## WHAT THE TASK REQUIRES
Take the entries below and print only the lines from the one with "[find] the wooden rafter" through the one with "[find] the pile", exactly as they stand, both ends included.
————————
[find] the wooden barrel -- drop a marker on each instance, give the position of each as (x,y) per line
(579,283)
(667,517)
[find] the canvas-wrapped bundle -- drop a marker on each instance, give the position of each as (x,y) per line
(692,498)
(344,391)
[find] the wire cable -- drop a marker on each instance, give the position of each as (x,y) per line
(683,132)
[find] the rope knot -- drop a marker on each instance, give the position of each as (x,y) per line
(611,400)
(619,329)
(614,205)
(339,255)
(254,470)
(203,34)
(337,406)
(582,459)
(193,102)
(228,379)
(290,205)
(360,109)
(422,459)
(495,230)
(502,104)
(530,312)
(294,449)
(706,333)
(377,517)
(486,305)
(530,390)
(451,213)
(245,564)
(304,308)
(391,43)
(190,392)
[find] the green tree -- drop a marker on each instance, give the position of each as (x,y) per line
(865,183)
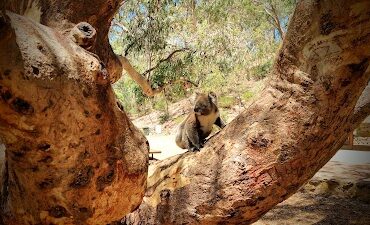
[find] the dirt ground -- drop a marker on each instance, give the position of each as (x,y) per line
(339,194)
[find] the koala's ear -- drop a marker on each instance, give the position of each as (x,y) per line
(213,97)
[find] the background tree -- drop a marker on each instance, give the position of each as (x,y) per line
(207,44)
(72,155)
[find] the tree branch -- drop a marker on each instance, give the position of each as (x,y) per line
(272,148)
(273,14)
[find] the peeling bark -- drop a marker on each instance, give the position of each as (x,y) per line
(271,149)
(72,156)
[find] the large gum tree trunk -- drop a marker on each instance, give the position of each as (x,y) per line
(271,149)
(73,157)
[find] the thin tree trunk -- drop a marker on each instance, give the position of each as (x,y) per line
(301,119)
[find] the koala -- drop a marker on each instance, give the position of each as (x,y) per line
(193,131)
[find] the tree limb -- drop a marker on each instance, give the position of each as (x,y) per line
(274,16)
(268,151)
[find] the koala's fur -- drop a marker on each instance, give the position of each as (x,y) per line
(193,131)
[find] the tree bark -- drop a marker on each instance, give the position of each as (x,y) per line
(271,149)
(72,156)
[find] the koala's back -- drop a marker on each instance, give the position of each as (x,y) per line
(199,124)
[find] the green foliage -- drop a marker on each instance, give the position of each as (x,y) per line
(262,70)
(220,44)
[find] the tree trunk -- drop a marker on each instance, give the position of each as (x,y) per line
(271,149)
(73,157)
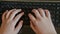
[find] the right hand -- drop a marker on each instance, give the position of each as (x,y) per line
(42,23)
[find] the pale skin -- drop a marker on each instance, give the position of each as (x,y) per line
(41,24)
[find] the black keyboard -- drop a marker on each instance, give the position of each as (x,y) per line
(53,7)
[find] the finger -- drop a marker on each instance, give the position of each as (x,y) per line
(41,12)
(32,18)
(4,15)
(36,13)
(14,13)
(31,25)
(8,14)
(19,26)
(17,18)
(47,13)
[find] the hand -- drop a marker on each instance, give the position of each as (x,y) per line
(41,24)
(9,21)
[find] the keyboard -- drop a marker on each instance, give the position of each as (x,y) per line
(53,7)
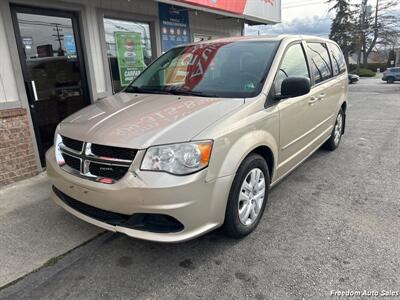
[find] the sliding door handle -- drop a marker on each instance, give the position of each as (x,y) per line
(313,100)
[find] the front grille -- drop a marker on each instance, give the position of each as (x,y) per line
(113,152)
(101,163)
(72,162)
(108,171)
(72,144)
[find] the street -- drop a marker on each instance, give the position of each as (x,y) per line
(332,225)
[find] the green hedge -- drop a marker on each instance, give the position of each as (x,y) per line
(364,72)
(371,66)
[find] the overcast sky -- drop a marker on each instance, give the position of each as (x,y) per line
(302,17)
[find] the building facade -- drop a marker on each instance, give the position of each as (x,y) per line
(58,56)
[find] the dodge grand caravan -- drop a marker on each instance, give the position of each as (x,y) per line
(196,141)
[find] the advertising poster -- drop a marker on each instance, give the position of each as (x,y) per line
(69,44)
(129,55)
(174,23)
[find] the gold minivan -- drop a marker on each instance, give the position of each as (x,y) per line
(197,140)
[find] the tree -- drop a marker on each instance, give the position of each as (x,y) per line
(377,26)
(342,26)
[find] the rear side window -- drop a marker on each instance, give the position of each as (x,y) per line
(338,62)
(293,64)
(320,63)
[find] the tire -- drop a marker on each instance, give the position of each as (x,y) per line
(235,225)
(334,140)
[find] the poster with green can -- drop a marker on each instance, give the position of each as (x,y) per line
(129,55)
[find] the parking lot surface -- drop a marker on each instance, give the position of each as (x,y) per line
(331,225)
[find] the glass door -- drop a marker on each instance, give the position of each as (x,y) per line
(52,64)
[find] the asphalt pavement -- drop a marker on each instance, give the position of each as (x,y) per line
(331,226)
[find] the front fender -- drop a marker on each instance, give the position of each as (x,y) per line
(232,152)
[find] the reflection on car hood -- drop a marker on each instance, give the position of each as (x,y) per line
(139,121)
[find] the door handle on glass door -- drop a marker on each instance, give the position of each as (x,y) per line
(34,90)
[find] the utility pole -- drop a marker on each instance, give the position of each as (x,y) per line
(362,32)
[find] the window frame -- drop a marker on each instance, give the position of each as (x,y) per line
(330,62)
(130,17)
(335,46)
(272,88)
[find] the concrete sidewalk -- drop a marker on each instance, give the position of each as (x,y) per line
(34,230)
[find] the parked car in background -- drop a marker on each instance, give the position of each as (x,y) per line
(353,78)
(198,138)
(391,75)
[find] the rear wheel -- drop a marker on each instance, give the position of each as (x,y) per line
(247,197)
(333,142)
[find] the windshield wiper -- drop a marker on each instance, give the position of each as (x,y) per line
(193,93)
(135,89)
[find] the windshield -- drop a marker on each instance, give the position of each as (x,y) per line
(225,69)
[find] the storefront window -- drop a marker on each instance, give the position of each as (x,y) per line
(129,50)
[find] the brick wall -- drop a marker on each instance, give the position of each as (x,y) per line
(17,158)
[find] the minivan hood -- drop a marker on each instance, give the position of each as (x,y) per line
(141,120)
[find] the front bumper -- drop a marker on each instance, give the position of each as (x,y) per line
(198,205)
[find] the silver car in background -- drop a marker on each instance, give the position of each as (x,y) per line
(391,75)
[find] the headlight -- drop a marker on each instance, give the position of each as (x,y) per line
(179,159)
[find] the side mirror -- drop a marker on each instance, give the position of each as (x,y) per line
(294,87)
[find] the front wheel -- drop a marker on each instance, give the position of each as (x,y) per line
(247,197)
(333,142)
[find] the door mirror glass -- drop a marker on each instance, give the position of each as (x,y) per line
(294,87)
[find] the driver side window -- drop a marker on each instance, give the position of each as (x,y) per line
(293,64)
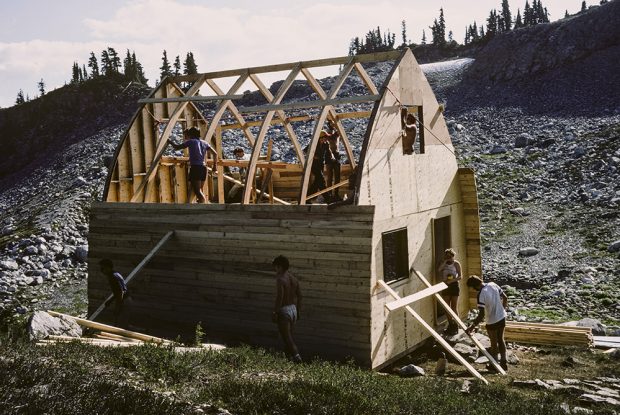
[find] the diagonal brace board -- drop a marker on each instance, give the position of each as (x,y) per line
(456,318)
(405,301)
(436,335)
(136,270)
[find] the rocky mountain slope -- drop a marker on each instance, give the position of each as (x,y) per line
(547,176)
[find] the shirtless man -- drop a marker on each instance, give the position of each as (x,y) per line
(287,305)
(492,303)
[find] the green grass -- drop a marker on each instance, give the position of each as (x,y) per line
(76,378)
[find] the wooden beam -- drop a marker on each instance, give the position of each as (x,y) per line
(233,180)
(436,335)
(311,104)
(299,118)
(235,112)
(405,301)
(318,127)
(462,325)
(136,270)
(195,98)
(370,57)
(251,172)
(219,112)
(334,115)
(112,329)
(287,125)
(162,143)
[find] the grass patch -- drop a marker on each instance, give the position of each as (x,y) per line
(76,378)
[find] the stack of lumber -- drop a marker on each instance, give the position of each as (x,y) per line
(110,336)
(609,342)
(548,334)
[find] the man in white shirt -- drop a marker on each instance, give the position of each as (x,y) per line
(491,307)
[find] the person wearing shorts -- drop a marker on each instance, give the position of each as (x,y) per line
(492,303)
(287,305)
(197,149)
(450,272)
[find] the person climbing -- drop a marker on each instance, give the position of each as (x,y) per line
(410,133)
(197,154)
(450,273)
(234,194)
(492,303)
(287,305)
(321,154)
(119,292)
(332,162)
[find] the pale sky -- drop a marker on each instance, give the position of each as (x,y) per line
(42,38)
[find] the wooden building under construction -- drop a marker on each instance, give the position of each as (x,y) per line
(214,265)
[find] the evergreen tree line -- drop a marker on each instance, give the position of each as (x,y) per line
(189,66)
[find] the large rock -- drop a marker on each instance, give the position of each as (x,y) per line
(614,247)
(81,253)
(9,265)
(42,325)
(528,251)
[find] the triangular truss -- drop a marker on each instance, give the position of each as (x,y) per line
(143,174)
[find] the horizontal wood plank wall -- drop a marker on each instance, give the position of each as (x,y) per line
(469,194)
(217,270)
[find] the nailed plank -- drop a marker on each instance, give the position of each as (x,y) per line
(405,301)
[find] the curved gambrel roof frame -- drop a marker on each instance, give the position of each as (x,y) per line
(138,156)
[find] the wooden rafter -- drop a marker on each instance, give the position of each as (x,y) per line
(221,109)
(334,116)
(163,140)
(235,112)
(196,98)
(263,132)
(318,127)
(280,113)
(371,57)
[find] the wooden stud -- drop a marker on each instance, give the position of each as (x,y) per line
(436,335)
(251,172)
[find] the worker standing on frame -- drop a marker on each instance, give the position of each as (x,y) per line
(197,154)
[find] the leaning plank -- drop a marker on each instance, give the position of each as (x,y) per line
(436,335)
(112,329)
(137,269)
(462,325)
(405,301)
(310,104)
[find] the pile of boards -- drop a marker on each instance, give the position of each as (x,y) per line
————————
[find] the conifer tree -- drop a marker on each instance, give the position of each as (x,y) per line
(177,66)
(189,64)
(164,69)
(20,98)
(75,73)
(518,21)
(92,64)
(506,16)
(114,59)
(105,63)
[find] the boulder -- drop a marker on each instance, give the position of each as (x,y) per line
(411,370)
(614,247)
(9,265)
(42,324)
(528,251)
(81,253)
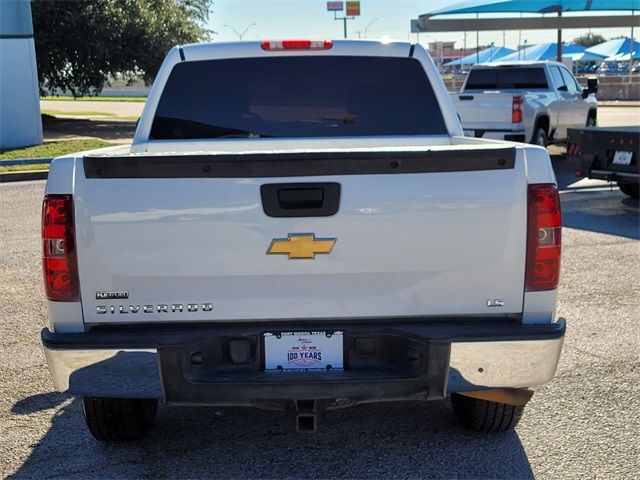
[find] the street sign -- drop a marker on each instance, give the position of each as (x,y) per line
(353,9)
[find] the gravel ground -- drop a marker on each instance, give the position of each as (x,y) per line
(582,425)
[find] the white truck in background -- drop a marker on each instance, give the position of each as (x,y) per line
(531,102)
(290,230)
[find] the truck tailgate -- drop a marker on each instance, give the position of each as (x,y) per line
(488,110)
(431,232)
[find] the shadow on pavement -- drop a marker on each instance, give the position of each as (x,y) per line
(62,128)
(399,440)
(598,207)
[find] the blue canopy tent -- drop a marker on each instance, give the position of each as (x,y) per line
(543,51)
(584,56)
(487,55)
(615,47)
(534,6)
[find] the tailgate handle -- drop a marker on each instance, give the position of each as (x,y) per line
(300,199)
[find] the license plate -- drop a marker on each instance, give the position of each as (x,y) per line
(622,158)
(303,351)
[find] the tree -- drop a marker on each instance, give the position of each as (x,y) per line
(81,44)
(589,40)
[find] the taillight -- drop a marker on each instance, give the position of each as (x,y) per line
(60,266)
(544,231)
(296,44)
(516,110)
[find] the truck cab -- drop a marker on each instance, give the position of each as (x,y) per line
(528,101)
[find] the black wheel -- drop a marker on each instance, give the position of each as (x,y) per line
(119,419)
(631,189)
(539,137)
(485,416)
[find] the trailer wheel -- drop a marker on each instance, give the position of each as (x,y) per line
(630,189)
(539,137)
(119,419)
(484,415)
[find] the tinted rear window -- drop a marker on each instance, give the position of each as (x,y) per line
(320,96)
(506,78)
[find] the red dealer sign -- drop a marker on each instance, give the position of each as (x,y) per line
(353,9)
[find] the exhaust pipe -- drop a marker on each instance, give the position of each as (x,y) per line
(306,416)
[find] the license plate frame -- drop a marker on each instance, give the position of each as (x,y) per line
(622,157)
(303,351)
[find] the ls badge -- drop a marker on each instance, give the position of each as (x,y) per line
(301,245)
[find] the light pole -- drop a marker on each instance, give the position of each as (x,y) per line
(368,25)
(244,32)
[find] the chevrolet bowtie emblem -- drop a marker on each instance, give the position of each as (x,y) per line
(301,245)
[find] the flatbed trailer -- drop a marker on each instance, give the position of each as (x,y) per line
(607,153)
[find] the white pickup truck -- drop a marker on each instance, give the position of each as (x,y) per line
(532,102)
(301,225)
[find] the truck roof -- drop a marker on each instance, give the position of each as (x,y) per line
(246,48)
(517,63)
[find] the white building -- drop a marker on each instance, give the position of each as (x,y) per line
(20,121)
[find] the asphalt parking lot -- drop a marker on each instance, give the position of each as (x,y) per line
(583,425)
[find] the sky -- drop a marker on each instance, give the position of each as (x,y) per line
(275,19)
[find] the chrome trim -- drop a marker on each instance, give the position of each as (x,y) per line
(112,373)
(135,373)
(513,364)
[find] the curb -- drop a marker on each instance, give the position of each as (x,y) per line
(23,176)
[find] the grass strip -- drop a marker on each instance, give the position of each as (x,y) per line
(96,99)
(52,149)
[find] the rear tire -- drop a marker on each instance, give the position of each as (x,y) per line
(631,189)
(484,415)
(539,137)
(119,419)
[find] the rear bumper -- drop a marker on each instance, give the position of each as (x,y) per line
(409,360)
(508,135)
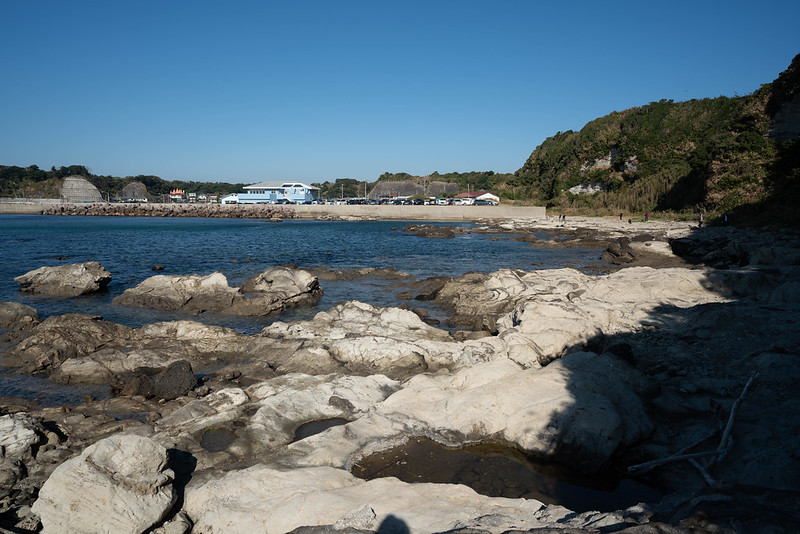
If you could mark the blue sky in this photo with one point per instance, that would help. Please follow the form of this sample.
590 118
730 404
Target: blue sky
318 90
————————
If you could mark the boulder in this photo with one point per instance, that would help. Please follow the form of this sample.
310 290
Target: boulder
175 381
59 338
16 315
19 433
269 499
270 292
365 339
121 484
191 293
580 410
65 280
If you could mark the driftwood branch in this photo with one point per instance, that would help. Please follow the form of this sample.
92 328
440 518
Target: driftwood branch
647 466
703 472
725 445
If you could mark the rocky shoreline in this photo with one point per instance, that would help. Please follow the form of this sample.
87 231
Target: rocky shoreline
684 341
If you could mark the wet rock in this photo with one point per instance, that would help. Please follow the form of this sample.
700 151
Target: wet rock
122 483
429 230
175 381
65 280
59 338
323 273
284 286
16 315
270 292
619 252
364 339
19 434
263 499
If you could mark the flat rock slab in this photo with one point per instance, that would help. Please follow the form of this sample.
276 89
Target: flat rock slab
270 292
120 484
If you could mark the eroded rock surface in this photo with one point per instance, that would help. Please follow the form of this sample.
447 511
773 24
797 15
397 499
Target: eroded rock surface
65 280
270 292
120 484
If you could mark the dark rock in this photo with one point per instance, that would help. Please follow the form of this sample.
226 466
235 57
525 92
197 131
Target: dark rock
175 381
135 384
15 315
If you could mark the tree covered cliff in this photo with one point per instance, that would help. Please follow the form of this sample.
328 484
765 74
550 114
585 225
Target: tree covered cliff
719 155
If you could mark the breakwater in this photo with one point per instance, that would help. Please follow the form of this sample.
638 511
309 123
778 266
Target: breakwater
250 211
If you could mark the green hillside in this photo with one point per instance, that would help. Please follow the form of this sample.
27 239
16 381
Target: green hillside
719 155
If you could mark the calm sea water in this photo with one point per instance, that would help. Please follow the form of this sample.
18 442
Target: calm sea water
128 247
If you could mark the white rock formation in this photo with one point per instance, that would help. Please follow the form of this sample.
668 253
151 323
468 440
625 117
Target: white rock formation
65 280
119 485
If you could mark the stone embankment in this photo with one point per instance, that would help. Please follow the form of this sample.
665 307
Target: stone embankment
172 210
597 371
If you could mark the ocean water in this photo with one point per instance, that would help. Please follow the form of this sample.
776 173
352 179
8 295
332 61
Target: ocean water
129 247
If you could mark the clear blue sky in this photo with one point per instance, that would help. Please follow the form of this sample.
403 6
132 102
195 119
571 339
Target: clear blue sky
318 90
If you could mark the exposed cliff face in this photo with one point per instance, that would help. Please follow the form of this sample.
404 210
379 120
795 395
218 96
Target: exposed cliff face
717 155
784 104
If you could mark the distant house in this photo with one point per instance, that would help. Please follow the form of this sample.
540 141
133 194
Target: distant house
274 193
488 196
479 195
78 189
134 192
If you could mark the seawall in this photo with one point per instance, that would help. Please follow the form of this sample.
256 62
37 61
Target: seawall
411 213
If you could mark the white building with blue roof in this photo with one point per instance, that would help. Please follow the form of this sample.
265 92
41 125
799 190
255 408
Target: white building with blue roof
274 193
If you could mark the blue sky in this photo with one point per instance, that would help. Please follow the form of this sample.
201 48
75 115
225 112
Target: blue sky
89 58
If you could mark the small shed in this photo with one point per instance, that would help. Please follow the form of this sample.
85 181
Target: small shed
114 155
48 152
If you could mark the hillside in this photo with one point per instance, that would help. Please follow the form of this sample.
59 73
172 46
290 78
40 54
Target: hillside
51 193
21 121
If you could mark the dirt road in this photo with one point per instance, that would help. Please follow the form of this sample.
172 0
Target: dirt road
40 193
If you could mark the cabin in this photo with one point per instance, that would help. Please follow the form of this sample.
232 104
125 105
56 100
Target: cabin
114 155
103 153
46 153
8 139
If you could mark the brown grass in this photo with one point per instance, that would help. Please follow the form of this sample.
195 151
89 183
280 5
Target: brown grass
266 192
————————
## SOLVED EXERCISE
[find] the wooden rafter -- drop a marker on each instance, give the position of each as (x,y) per line
(221,109)
(334,116)
(163,140)
(235,112)
(196,98)
(263,132)
(318,127)
(280,113)
(371,57)
[find] the wooden stud -- drop a marker on each instance, give the position of each as (x,y) per line
(436,335)
(251,172)
[find] the worker standing on frame -- drop a marker on each instance, give the position of each as (x,y) per line
(197,154)
[find] the leaning plank -- drop a marker on each instance, give the position of each as (x,y) per line
(436,335)
(112,329)
(137,269)
(462,325)
(405,301)
(310,104)
[find] the pile of boards -- drop a marker on each instance, give the position of each as (x,y) per line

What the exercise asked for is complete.